=== Task objective ===
Collect every line of the records that contains the string "tree" and copy each one unchanged.

=== Rows ===

________________________________________

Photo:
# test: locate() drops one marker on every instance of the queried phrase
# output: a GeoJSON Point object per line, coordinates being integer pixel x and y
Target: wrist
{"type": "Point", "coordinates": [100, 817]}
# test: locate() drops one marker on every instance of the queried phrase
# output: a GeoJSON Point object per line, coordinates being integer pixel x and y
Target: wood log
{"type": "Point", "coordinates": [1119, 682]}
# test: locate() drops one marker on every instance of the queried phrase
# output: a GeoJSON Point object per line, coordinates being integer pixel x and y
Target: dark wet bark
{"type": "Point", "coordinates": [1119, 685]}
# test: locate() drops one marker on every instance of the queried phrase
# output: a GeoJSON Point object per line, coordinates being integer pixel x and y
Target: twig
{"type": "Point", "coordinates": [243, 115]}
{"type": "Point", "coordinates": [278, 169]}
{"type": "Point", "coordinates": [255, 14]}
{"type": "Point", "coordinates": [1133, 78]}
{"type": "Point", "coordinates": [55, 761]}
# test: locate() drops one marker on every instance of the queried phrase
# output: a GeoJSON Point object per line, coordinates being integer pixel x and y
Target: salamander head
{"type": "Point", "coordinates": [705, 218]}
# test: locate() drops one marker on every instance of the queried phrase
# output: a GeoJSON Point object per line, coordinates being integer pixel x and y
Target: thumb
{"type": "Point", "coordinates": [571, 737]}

________________________________________

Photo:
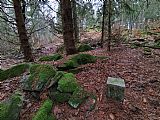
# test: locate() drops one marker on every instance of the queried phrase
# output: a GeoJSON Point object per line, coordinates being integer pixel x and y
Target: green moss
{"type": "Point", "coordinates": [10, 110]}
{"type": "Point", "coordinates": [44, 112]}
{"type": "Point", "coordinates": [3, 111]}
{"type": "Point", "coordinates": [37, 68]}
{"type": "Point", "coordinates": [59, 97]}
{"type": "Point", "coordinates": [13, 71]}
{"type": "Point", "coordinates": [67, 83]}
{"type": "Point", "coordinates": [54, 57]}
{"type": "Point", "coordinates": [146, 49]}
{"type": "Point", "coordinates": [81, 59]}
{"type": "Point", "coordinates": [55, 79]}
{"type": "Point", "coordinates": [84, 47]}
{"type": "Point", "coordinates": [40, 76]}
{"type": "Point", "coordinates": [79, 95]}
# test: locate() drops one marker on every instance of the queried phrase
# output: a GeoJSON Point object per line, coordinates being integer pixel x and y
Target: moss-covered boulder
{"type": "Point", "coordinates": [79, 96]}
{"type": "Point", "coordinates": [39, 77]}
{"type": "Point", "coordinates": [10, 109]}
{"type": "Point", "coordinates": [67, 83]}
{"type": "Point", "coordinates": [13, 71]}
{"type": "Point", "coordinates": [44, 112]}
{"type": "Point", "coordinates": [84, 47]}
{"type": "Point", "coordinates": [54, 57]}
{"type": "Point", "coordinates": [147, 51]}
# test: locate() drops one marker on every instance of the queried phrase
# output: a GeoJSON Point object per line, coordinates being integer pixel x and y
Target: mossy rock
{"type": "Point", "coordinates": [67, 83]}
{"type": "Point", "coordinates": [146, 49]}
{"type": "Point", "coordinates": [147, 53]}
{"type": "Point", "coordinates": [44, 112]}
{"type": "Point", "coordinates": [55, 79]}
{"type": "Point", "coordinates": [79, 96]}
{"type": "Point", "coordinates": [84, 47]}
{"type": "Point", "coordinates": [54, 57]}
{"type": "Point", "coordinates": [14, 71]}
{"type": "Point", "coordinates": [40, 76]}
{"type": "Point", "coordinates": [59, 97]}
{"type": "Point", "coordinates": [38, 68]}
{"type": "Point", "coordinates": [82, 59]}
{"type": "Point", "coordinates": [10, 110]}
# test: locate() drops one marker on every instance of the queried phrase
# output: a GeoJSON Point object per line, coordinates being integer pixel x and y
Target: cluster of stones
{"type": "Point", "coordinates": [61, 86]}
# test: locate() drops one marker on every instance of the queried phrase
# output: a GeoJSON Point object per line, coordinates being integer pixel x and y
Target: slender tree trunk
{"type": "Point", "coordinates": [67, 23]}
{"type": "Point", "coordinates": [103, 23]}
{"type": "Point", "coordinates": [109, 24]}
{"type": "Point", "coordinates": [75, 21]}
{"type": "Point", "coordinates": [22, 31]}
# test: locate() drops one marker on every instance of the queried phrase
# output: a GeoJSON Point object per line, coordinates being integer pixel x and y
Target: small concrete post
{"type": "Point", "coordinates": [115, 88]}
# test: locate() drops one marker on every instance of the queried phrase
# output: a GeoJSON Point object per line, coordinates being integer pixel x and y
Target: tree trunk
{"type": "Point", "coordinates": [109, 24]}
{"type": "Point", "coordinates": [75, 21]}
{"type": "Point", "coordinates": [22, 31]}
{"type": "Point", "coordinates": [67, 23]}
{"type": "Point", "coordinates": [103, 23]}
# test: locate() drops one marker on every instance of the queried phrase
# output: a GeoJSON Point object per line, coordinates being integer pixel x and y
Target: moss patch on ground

________________________________________

=== Task solution ===
Target: slender tree trunk
Target: tree trunk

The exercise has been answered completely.